>>>>>
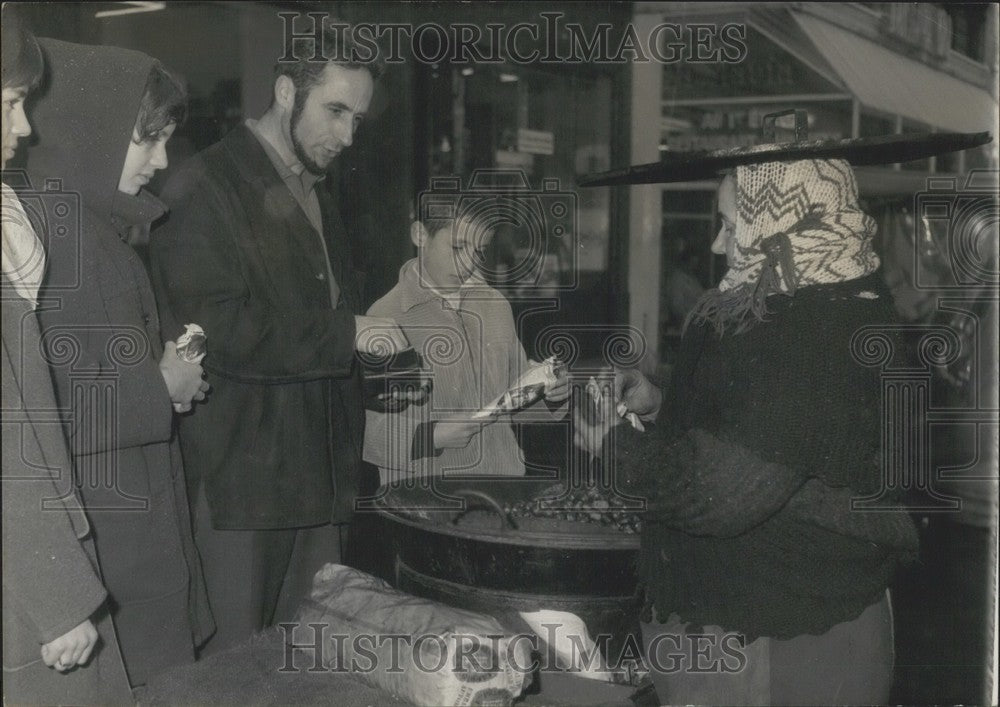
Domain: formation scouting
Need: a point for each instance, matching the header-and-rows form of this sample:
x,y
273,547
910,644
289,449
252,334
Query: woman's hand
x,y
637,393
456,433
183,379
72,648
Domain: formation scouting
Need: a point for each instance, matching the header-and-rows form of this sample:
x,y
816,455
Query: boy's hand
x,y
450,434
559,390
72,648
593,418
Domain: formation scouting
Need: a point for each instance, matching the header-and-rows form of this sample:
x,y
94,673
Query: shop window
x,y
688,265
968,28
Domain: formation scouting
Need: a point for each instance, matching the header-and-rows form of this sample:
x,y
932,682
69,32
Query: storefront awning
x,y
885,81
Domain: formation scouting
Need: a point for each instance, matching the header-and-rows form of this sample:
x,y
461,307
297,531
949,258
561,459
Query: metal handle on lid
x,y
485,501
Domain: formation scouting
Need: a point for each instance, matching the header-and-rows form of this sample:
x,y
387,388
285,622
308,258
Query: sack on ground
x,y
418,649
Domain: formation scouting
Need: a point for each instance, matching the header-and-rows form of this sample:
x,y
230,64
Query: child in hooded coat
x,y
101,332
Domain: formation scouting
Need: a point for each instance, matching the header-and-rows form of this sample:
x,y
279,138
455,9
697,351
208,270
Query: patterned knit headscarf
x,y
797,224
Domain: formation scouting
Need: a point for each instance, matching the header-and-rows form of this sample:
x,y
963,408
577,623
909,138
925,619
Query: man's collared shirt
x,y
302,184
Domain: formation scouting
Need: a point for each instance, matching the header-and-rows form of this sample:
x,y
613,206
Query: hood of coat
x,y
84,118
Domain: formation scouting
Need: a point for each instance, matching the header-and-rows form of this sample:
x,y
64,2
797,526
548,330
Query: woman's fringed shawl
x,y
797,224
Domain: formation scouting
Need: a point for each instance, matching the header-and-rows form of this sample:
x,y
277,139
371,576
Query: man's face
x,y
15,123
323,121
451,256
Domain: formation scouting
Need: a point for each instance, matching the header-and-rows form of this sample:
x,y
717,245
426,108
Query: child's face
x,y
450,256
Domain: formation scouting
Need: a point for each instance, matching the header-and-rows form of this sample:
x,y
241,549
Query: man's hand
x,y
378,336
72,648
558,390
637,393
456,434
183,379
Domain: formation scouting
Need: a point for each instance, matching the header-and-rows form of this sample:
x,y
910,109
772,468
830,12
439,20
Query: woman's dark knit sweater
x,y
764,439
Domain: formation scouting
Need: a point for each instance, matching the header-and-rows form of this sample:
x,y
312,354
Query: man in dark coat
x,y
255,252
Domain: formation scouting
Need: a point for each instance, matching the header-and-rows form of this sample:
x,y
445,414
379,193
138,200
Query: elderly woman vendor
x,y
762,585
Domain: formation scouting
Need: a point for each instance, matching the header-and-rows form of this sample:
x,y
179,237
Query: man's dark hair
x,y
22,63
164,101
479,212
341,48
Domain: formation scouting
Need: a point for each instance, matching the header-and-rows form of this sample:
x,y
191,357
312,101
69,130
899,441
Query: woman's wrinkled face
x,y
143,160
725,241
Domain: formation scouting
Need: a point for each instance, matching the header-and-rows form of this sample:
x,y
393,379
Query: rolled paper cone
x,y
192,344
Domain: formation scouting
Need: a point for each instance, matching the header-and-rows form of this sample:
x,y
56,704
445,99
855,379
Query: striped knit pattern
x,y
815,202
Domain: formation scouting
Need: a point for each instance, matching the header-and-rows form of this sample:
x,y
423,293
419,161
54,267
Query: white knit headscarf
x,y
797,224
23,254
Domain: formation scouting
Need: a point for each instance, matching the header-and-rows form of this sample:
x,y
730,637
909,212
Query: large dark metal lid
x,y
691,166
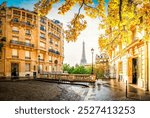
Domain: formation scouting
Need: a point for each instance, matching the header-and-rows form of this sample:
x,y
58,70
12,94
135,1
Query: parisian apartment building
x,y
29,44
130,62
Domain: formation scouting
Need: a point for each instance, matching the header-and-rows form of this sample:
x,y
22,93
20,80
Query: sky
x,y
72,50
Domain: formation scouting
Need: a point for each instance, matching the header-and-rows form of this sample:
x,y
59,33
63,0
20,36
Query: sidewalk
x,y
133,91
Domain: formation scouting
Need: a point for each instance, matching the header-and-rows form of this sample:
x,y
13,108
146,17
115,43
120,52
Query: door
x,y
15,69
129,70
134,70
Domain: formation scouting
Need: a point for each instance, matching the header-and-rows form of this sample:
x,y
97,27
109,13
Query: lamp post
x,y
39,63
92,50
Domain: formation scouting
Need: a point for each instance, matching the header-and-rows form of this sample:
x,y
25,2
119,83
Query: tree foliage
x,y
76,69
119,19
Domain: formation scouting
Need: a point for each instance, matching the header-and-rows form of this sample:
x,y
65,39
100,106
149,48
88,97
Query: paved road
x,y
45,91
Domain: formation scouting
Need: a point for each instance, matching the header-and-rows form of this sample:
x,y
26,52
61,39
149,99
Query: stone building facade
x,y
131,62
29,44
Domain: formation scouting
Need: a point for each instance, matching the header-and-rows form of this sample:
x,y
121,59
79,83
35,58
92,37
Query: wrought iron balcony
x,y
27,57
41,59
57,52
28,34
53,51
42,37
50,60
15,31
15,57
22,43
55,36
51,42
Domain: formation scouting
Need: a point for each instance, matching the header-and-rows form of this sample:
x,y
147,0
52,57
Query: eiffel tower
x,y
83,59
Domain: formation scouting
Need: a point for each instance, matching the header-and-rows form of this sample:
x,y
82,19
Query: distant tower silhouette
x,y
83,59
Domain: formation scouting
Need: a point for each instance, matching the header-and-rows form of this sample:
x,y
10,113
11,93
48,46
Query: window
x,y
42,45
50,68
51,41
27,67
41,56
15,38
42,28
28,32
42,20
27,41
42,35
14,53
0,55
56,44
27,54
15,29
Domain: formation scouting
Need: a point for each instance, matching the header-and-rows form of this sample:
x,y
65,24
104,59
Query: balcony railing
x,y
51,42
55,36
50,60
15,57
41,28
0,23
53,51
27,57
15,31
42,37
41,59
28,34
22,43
<<<<<
Could the entries above be printed again exactly, apart from the pictures?

Domain: formation scouting
Need: a point for each instance, matching the header-and-rows form of this sample:
x,y
273,547
910,644
289,449
252,334
Query: woman's hand
x,y
637,393
456,433
183,379
72,648
Domain: formation scouting
Need: a point for each instance, matching the header-and-rows form of this sample:
x,y
816,455
Query: boy's hand
x,y
450,434
559,390
72,648
593,418
Domain: formation scouting
Need: a point for each instance, matching the header-and-rows form of this sample:
x,y
94,673
Query: shop window
x,y
688,265
968,28
Domain: formation scouting
Need: a point for each instance, matching the header-and-rows form of this sample:
x,y
932,682
69,32
Query: storefront awning
x,y
885,81
Domain: formation scouting
Need: a point for each instance, matching the header-and-rows form of this sample:
x,y
461,307
297,531
949,258
561,459
Query: metal handle on lid
x,y
485,501
Domain: formation scouting
Need: a point for each instance, matching the header-and-rows form of this sample:
x,y
387,388
285,622
308,258
Query: sack on ground
x,y
418,649
Domain: formation scouting
Need: a point for each instance, matching the header-and-rows form of this sample:
x,y
230,64
Query: child in hooded coat
x,y
101,332
Domain: formation scouting
Need: a point for each instance, matching the header-and-rows form of this sample:
x,y
279,138
455,9
697,351
208,270
Query: patterned knit headscarf
x,y
797,224
Domain: formation scouting
Need: a point for each instance, matching the header-and-rows form of this sample:
x,y
963,408
577,623
909,138
925,619
Query: man's collared shirt
x,y
302,184
Domain: formation scouting
Need: a point for each instance, matching the header-and-rows form of this sample:
x,y
613,206
Query: hood of coat
x,y
84,118
Domain: formation scouting
Need: a point for each instance, matching the header-and-rows form of this sample:
x,y
64,2
797,526
548,330
Query: woman's fringed shawl
x,y
797,224
Domain: formation scouting
Need: a point for each instance, matching the header-and-rows form of this sample:
x,y
277,139
371,576
Query: man's face
x,y
15,123
323,121
451,256
Domain: formation scouting
Need: a point for each instance, matching the header-and-rows form of this sample:
x,y
717,245
426,108
Query: child's face
x,y
450,256
Domain: formation scouting
Need: a point for each instance, matching the header-and-rows form of this sample:
x,y
241,549
Query: man's hand
x,y
378,336
72,648
558,390
637,393
456,434
183,379
Domain: formation scouting
Need: a point for each instance, matching the header-and-rows form of this sample:
x,y
910,109
772,468
830,12
439,20
Query: woman's dark knit sweater
x,y
764,439
Domain: formation scouting
Need: a point for each instance, matching the header-and-rows form of this sample:
x,y
312,354
Query: man in dark coat
x,y
255,252
Domain: formation scouting
Need: a point for each instance, matching the header-and-rows form of this sample:
x,y
445,414
379,193
138,200
Query: elderly woman vendor
x,y
762,585
Domain: formation scouting
Need: a point for each instance, matching the header-and-rows form of this sample:
x,y
179,237
Query: man's dark hair
x,y
22,63
164,101
479,212
341,48
Domain: formation scouting
Need: a point for each instance, matching the header-and-rows form of this sample:
x,y
191,357
312,101
69,130
899,441
Query: woman's wrinkled face
x,y
143,160
725,241
Domain: formation scouting
Need: a point for each instance, matching the header-and-rows form of this sample:
x,y
393,379
Query: rolled paper cone
x,y
192,344
Domain: formation scouting
Need: a point for each instance, matching the header-and-rows form of this sample:
x,y
56,704
445,99
855,379
Query: striped knit pattern
x,y
815,202
Domain: formation scouting
Need: a point for each instance, matching the header-and-rows form of this sample:
x,y
423,293
419,161
54,267
Query: white knit headscarf
x,y
797,224
23,254
Domain: formation scouting
Need: a point for each instance, matching the header-and-rows form of this sample:
x,y
730,637
909,212
Query: large dark metal lid
x,y
691,166
Domain: formation scouting
Need: a point for each instance, matching the header-and-rows form of this sample:
x,y
58,70
12,94
135,1
Query: parisian apartment building
x,y
29,44
130,62
Domain: formation scouting
Need: a point for each instance, matching the header-and-rows form of this sample:
x,y
22,93
20,80
Query: sky
x,y
72,50
Domain: formation scouting
Need: a point for each instance, matching the header-and-rows form of this sample:
x,y
59,33
63,0
20,36
Query: sidewalk
x,y
133,91
Domain: formation scouting
Need: a point for each instance, matching the header-and-rows form of this sample:
x,y
13,108
146,17
115,43
120,52
Query: door
x,y
15,69
129,70
134,70
Domain: formation scouting
Need: a point for each instance, matching the header-and-rows form of this sample:
x,y
97,27
109,13
Query: lamp post
x,y
39,63
92,50
Domain: formation scouting
Need: a point for each instance, matching the header-and-rows form of this sample:
x,y
25,2
119,83
Query: tree foliage
x,y
76,69
119,19
Domain: formation scouting
Need: a point for each instance, matching the header-and-rows form of this sample:
x,y
65,39
100,106
149,48
88,97
Query: paved road
x,y
45,91
Domain: formation scouting
Need: a point for each instance, matching the header-and-rows form of this sample:
x,y
26,52
61,39
149,99
Query: stone building facade
x,y
131,62
29,44
Domain: formation scouting
Need: a point for each instance, matching the header-and-rows form of this sample:
x,y
121,59
79,83
35,58
92,37
Query: wrought iron balcony
x,y
27,57
41,59
57,52
28,34
53,51
42,37
50,60
15,31
15,57
22,43
55,36
51,42
Domain: formation scouting
Need: a point for each instance, matching the header-and-rows form of this sample:
x,y
147,0
52,57
Query: eiffel tower
x,y
83,59
Domain: formation scouting
Need: a point for each instance, matching the header-and-rows form of this sample:
x,y
82,19
Query: distant tower silhouette
x,y
83,59
Domain: formation scouting
Need: a point for each instance, matching the header-and-rows form of this sample:
x,y
10,113
11,93
48,46
Query: window
x,y
42,45
50,68
51,41
27,67
41,56
15,38
42,28
28,32
42,20
27,41
42,35
14,53
0,55
56,44
27,54
15,29
Domain: formation scouting
Need: a point for each instance, matching the header-and-rows form of this sample:
x,y
65,24
104,59
Query: balcony railing
x,y
51,42
55,36
50,60
15,57
41,28
0,23
53,51
27,57
15,31
42,37
41,59
28,34
22,43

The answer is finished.